### What you are asked to do
Copy each line from the listing below where the word "gray" shows up.

### Raw data
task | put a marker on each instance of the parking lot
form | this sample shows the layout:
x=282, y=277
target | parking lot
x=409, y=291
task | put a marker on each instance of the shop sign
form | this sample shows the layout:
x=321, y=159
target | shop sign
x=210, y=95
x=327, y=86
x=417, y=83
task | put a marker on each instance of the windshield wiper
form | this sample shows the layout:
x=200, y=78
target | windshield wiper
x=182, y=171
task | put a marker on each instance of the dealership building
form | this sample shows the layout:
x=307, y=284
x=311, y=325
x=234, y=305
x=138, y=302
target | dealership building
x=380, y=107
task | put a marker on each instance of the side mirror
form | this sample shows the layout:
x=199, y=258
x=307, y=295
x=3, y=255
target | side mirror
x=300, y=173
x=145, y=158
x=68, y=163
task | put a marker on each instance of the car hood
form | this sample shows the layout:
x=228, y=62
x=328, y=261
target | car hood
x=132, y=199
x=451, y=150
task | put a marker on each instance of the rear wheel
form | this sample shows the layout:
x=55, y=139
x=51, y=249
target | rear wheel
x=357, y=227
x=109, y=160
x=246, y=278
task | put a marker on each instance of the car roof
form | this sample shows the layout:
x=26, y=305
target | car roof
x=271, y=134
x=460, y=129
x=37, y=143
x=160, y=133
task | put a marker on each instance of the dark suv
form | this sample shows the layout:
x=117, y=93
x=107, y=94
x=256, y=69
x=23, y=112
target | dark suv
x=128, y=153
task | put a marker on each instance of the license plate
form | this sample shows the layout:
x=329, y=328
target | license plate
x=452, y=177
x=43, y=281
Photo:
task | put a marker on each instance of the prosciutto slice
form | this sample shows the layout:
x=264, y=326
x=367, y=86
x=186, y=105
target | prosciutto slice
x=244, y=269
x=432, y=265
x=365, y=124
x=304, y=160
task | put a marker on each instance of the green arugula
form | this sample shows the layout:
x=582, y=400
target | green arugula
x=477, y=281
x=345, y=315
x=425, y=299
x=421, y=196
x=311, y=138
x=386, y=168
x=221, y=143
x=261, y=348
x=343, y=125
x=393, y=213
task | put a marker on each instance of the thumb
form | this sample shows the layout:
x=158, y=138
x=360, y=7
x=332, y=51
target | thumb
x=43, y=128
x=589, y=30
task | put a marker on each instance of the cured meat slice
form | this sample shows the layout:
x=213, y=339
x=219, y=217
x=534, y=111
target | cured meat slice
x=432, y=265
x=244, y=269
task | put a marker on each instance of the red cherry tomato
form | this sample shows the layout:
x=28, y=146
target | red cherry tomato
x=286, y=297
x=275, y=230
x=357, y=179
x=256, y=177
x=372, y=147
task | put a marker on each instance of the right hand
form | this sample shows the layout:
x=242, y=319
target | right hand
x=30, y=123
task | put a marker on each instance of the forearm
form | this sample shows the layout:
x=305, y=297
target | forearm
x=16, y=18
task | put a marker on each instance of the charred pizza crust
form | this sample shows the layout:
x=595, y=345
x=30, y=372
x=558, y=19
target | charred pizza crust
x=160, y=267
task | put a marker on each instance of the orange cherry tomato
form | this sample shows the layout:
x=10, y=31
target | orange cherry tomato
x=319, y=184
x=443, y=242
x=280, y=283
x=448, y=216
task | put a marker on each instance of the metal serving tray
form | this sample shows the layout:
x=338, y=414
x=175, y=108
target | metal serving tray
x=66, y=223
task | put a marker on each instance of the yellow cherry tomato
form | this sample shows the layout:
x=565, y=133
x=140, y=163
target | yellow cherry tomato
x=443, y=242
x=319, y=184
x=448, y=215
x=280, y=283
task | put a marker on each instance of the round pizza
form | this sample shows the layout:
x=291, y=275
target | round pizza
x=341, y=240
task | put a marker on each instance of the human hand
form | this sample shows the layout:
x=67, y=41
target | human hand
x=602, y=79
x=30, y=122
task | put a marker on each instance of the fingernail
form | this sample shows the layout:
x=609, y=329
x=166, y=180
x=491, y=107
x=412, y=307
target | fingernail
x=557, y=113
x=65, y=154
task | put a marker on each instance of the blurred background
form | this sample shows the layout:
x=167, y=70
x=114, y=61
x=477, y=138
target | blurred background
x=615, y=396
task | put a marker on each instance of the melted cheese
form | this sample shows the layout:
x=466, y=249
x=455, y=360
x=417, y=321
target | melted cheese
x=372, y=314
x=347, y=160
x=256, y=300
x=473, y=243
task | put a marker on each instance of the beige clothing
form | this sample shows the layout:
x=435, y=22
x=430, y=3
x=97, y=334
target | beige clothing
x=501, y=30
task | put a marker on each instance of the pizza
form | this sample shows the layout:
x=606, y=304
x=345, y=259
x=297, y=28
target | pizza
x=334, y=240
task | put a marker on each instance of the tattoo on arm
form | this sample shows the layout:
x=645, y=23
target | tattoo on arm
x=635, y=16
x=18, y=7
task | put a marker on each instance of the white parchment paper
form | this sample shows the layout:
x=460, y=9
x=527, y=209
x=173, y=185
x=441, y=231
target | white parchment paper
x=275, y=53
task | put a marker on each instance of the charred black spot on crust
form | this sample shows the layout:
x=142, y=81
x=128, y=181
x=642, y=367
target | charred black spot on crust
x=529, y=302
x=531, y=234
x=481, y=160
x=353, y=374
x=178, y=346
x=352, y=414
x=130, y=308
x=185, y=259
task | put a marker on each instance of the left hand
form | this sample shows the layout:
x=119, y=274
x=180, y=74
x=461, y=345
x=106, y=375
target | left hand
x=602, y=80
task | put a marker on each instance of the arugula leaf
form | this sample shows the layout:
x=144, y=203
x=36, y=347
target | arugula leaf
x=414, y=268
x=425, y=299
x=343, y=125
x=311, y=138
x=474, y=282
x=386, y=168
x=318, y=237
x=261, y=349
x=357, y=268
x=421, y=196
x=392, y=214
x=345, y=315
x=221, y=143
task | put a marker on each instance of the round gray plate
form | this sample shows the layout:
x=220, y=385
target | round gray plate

### Exercise output
task | put a marker on each instance of the round gray plate
target | round gray plate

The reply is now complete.